Еще совсем неизвестный читающей России поэт, молодой Клюев крайне сурово высказывал Блоку свои убеждения: «Творчество художников-декадентов, без сомнения, принесло миру больше вреда, чем пользы. Самая дурная сторона их — это совершенная разрозненность с действительной жизнью, искажение правды жизни по произволу, только для проведения не понятых даже самими авторами, ложных в действительности мыслей (например, о Боге, Любви, о Мировой душе). Если такие мысли и действовали на людей, то всегда губительно, возбуждая в них чудовищные, неисполнимые стремления, разжигая, например, и без того похотливую интеллигентскую молодежь причудливыми и соблазнительными формами страсти... Бог же и Мировая душа не могут быть предметом каких бы то ни было художественных описаний, которые только запутывают, затемняют и порождают ложные мысли о величайшей тайне в мире» [32] . Цитируя это письмо, В.Г. Базанов справедливо заключил: «“Олонецкий крестьянин” оказался очень интересным корреспондентом...» [33] . Клюев стал для Блока не только «авторитетным толкователем народных воззрений и чаяний» [34]  — он едва не заставил «петербургского поэта» порвать со своей средой и уйти в странствия по Руси. Колоссальное впечатление от писем Клюева и следы несомненного влияния с его стороны отражены в дневниках и записных книжках Блока, в его статьях и художественных произведениях разных лет.

* _Исходные записи_
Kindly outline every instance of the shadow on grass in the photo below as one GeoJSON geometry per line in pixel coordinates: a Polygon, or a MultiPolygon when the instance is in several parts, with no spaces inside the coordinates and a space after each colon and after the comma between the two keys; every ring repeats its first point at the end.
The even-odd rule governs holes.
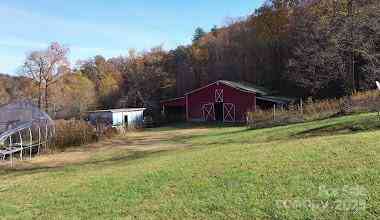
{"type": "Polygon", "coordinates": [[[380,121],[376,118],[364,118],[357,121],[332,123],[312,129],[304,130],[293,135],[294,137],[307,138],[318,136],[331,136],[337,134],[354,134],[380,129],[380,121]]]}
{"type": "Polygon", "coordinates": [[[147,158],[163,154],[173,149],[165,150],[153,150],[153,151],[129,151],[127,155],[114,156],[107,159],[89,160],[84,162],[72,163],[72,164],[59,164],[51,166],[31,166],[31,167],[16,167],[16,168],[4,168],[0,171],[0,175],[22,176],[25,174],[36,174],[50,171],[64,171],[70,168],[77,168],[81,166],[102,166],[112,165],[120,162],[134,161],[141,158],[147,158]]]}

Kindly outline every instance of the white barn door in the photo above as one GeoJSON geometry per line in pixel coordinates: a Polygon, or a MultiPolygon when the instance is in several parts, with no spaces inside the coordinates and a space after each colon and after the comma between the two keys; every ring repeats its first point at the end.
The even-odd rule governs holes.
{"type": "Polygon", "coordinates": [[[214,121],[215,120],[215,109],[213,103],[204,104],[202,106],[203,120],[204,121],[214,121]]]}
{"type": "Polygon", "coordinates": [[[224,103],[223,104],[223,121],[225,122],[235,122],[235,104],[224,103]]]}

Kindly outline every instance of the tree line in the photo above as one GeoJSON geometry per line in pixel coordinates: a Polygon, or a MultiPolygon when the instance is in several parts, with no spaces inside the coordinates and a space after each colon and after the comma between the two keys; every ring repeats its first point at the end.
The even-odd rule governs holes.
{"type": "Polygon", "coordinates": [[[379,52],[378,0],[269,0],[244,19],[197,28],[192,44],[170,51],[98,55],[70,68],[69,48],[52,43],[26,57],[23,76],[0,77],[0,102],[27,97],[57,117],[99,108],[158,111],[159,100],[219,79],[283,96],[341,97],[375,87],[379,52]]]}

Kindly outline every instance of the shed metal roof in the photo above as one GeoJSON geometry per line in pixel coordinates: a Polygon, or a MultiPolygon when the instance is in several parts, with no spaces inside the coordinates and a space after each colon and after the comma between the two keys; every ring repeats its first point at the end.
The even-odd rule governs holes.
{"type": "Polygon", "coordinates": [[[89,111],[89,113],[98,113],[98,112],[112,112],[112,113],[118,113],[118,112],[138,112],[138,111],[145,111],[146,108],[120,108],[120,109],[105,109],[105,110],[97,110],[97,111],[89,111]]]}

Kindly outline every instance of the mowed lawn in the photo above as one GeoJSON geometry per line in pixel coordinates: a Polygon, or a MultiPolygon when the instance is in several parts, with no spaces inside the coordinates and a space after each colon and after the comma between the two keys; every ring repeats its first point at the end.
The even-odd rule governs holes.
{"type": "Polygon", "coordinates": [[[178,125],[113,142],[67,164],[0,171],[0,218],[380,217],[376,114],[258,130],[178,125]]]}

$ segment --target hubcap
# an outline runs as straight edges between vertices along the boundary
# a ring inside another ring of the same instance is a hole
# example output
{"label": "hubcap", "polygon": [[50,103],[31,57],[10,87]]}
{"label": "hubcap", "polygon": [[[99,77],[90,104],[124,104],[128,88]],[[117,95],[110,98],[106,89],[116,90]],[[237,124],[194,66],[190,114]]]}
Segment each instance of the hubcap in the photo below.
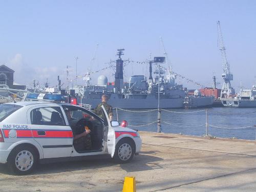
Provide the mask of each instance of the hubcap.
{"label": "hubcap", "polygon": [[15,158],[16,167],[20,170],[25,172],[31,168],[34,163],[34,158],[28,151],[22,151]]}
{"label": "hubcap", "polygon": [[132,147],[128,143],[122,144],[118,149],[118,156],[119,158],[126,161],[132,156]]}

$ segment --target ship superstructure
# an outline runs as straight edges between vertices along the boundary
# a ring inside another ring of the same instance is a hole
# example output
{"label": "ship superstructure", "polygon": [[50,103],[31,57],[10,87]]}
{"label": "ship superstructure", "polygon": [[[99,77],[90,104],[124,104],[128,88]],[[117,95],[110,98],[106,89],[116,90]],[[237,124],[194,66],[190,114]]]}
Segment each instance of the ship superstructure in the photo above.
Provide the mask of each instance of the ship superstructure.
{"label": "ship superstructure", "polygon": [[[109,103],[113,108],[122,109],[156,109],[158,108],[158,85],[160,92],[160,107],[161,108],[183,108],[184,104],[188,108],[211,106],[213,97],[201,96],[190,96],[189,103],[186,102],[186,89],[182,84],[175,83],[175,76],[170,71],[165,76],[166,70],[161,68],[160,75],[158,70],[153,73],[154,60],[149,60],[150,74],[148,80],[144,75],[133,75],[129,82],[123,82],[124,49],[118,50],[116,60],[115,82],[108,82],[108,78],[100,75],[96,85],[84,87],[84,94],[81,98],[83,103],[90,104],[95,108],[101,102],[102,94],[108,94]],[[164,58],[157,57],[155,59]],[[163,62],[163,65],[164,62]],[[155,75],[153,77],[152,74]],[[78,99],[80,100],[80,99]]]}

* _Задание_
Объясните в одном–трёх предложениях по фрагменту о Клюеве и Блоке, почему, согласно письму Клюева, Бог и Мировая душа не могут быть предметом художественных описаний. Эти записи получены из другого источника.

* _Ответ к задаче_
По убеждению Клюева, любые художественные описания Бога и Мировой души только запутывают и затемняют предмет. Кроме того, они порождают ложные мысли о величайшей тайне в мире.